- [PASSAGE GIVEN]:
-- START --

Updated: Mar 8, 2023

We rolled back into town a day earlier than planned. Mentally, we had been preparing for our final night on the road to be at a Brewery outside Minneapolis, so we could depart early the next day and have a full day to unpack, but as we were pulling into the Harvest Host our tenants called and said the house was ready. So we got back on the highway and pulled up in front of our house late in the afternoon. Our tenants left us a delicious dinner, a full fridge of treats, and flowers – which was a warm welcome (Did I mention we had fabulous tenants?!)


As we’ve been settling back in these past few days, we’re beholding everything with new eyes, or a new lens, or an altered framework. It is both familiar an strange to be home.


Our oldest joked with us as we unpacked and moved back in, “Does this place have full hook-ups?! (Water, sewer, electricity.) It does? Can we just run the A.C. then!?” It’s strange to have access to unlimited freshwater; even more unsettling is that we don’t have to think about water, neither where it comes from, nor where it goes. In the rig, we were always engaged in the “water dance,” the constant vigilance that makes us ask, “How much water do we have in our tank?” And, “How full is our greywater tank?” And, “When/where can we dump our black and grey water?”

-- END --

- [DATASET EXCERPT]:

-- START --

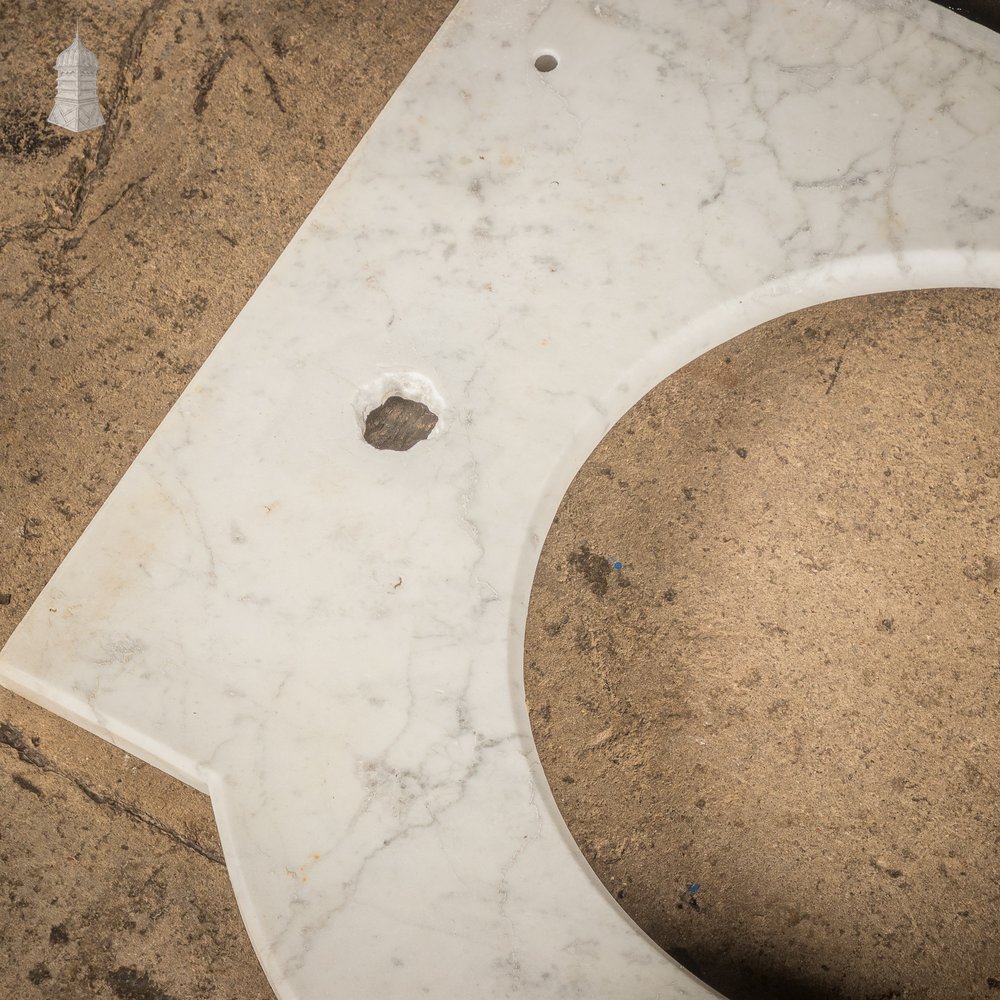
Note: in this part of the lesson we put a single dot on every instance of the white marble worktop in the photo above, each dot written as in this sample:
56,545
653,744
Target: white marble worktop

-- END --

- [DESCRIPTION OF THE TASK]:
In the post about coming home from the road, swap every "tenants" for "renters" and write out the text beginning at the words "Updated: Mar 8, 2023" and stopping after "had fabulous tenants?!)".

- [THE REPLY]:
Updated: Mar 8, 2023

We rolled back into town a day earlier than planned. Mentally, we had been preparing for our final night on the road to be at a Brewery outside Minneapolis, so we could depart early the next day and have a full day to unpack, but as we were pulling into the Harvest Host our renters called and said the house was ready. So we got back on the highway and pulled up in front of our house late in the afternoon. Our renters left us a delicious dinner, a full fridge of treats, and flowers – which was a warm welcome (Did I mention we had fabulous renters?!)